* _Passage given_

####

I agree. I have to assume that Facebook and Gibson Dunn went through all this obstructionist trouble because it was financially worthwhile. Just based on the ridiculous $725 million settlement amount, this had to have paid off dividends. The sanction in this particular case is less about the monetary amount and more about how the scathing rebuke from a federal judge can open the floodgates in future litigation. I imagine there is a certain apprehension from judges about pissing off Big Law, but if I was an attorney seeking sanctions against either Gibson Dunn or Facebook, you bet I will repeatedly drone on about how "parties/counsel have repeatedly engaged in this kind of behavior, as evidenced by the sanctions imposed recently". I have to deal with (what I think are) prosecutorial misconduct issues at work, and I constantly file motions complaining about issues I know will go nowhere. The best that I can hope for from the bench that is almost entirely former prosecutors is that eventually the pile will get too big to ignore.

Even as someone that's put a decent amount of effort into learning the lingo, it's hard to remember how rough a lot of the standards and formatting are for outsiders, here.

The points you bring up are something I hadn't considered. I really dislike the convention of inline citations in legal opinions, but I assumed everyone glossed over them like I did. I can see it being an issue if for example a citation to a transcript isn't recognized as such by the reader. That's relevant context missing. The problems with the different numbers you see on opinions is something I struggle with myself whenever I encounter an outside jurisdiction, but isn't really an issue if you're reading just one document no? I completely overlooked the problem with how certain common words have very specific legal meanings ("motion" is the most obvious).

I couldn’t say whether legal opinions are intentionally written for that purpose. I’d guess the legal system is a powerful selection effect where plaintiffs and lawyers prefer to bring clear cases. Combine that with extensive training and a strongly stratified talent pool, and I bet you get some good communicators.

Also, the apex of the field is writing opinions that propagate down. I’d like to think that incentivizes good technical writing.

I’d guess the legal system is a powerful selection effect where plaintiffs and lawyers prefer to bring clear cases.

####

(Data entries)
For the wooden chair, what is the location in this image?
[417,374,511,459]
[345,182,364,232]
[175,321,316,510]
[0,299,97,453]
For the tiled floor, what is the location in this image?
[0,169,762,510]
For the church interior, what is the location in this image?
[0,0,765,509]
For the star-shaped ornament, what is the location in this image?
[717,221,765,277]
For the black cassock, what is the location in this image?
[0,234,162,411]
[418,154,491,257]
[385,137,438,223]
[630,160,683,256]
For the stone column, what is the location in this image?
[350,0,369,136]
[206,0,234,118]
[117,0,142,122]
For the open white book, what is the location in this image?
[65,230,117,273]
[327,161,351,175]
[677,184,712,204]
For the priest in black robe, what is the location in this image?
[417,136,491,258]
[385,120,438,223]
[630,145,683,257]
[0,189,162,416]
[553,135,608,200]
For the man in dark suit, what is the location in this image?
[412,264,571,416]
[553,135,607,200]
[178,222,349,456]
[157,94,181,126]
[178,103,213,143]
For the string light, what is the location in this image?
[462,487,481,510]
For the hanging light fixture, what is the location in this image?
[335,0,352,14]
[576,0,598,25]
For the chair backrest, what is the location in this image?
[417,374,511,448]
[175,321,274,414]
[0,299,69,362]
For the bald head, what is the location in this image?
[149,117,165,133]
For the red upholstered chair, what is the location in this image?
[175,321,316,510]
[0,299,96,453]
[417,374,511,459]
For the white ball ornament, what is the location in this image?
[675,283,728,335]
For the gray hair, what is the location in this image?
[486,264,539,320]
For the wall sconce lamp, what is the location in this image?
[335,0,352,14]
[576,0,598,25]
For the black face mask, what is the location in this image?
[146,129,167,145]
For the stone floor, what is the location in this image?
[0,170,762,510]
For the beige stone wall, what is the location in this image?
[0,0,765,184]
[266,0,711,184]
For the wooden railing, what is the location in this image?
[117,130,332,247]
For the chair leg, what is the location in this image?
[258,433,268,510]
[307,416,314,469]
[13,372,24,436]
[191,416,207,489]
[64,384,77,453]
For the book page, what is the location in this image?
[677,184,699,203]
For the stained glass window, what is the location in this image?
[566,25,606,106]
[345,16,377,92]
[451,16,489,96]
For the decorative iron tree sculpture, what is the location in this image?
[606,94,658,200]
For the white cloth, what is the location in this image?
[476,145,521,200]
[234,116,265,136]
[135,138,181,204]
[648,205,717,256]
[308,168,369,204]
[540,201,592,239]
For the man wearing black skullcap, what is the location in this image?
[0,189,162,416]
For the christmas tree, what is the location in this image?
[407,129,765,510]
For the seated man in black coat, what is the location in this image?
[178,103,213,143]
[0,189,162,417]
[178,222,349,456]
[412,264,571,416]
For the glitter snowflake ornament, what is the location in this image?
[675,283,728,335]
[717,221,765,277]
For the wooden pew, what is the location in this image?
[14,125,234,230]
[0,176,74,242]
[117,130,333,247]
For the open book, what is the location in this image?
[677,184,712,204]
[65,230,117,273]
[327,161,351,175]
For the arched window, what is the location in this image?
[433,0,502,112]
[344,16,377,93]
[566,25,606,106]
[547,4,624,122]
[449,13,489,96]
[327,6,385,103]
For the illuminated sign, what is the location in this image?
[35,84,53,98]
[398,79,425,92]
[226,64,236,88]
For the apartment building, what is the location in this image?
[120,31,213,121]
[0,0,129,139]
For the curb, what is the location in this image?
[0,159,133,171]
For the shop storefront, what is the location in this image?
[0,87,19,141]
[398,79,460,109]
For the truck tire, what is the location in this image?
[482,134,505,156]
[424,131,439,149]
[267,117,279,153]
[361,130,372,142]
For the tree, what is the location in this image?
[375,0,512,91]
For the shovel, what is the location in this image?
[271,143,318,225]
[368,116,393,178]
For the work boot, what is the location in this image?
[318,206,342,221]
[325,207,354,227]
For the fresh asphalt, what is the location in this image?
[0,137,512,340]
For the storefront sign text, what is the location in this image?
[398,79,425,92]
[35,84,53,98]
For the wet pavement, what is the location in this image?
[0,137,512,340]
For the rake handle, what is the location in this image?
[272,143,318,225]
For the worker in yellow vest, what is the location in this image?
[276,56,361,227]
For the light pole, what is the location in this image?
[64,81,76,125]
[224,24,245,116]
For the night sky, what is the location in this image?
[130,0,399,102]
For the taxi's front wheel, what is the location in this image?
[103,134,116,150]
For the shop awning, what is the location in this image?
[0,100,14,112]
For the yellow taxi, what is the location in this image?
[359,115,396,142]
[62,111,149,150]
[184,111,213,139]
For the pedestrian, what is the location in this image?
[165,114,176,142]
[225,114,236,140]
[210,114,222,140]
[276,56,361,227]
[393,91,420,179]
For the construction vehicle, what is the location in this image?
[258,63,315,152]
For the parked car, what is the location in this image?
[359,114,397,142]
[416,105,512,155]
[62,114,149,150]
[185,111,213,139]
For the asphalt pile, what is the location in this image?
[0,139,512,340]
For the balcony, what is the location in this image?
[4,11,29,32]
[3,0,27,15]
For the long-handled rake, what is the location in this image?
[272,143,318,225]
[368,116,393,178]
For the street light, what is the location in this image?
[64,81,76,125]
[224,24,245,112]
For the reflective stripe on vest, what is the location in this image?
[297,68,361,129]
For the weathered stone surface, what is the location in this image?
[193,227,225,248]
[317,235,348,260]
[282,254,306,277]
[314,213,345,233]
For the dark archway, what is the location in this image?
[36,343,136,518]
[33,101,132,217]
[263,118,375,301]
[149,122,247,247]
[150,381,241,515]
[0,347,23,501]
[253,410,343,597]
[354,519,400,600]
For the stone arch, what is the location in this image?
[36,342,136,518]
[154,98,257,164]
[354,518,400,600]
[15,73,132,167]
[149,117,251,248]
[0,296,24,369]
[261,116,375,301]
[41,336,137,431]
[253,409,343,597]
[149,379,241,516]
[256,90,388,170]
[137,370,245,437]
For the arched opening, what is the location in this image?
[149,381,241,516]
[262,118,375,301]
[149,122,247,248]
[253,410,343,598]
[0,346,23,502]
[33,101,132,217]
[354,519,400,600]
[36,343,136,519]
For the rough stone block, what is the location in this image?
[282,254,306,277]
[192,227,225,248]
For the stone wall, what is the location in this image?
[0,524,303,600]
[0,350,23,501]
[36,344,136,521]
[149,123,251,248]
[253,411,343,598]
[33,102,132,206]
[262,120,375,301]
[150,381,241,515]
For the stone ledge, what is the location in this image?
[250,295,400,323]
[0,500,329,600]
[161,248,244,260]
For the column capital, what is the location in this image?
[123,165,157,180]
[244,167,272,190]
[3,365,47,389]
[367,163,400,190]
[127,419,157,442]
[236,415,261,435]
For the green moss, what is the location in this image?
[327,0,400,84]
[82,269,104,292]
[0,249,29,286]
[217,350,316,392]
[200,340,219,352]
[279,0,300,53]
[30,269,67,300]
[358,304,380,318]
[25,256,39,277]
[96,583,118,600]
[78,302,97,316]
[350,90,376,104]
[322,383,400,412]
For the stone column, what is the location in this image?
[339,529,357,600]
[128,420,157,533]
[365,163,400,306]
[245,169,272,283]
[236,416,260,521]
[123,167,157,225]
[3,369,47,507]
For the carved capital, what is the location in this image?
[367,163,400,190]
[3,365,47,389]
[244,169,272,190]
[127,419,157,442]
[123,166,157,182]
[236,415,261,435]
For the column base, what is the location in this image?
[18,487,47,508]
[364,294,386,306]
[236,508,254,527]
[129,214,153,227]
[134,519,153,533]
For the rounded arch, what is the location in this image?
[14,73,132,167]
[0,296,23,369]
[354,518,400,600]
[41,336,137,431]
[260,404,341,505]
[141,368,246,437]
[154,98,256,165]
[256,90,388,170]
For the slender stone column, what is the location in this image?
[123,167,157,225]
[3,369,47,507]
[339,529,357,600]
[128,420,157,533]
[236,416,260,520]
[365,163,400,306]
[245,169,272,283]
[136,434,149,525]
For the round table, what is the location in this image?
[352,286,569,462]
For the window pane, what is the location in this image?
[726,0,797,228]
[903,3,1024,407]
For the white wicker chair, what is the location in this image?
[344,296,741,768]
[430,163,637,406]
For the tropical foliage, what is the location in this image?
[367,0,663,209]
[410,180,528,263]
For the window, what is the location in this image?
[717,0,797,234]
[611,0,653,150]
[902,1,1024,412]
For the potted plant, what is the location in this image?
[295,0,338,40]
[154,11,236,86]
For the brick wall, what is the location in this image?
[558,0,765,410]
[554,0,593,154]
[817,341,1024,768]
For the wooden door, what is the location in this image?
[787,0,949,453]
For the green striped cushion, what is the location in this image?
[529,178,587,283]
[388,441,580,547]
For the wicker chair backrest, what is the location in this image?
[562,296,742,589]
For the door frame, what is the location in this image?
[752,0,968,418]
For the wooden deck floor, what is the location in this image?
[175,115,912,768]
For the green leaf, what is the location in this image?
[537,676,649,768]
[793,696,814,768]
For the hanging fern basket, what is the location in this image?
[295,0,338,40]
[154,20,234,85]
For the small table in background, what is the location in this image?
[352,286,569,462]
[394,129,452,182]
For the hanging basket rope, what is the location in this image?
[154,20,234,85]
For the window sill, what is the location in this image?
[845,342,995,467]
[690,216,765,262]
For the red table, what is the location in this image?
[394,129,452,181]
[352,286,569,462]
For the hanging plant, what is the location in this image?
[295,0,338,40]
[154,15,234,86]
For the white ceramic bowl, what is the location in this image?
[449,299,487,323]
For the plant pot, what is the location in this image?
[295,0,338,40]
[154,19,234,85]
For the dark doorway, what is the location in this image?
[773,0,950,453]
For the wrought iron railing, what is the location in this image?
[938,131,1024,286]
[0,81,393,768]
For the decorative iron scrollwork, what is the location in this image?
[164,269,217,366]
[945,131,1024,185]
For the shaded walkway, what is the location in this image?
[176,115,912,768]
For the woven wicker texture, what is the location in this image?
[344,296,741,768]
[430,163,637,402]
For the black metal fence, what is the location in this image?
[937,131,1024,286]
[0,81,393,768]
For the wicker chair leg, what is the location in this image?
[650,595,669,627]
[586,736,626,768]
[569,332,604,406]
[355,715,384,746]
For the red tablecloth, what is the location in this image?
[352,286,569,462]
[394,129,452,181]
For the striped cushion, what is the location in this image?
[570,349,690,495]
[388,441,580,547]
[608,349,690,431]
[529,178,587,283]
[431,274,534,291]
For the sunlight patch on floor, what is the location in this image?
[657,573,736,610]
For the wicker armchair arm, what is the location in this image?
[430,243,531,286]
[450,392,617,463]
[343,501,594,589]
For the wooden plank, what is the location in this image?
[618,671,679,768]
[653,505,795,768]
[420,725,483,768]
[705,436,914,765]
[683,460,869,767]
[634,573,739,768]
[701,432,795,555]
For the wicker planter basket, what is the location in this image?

####

* _Objective_
Carry on the discussion about court sanctions and legal writing from its last sentence. This material has no connection to the text.

* _Exercise answer_
Plaintiffs want to bring all sorts of bonkers cases all the time, with no regard for whether they are "clear" or even able to succeed at all. Most potential plaintiffs who reach out to law firms regard lawyers as a "get me money because something bad happened" button, and their definitions of "something bad" can be...idiosyncratic.

Plaintiff-side lawyers, on the other hand, want to bring cases which will win quickly and cheaply, and for a large amount of money against a solvent deep-pocketed defendant. This is because most plaintiffs firms take a percentage of any settlement or judgment in lieu of hourly pay from plaintiffs who aren't able to really pay lawyers' high wages in the first place. Whether the win comes as a judgment or from a settlement is of no matter. Whether the matter will be "clear" to any laypeople reading any resultant decision is a tertiary concern at best.

The system itself wants parties to settle cases before having to actually hold expensive and time-intensive trials. The entire civil procedure system is designed to make trials and judicial opinions as rare as possible. As a result, the vast, vast, vast majority of legal disputes are resolved without judicial rulings.

On the rare occasions judges do tender rulings, there is a trend for the decisions to be accessible to the laity (or, if you're a critic of the trend, to pander to the mob's prejudices and/or stoke political outrage). However, most legal issues that cases turn on just aren't that interesting to most people, because they concern weird edge cases of obscure procedural or doctrinal rules (the big obvious cases all get settled because everyone knows how they'll wind up and sees no need to incur expense just to get the result everyone already knew would happen).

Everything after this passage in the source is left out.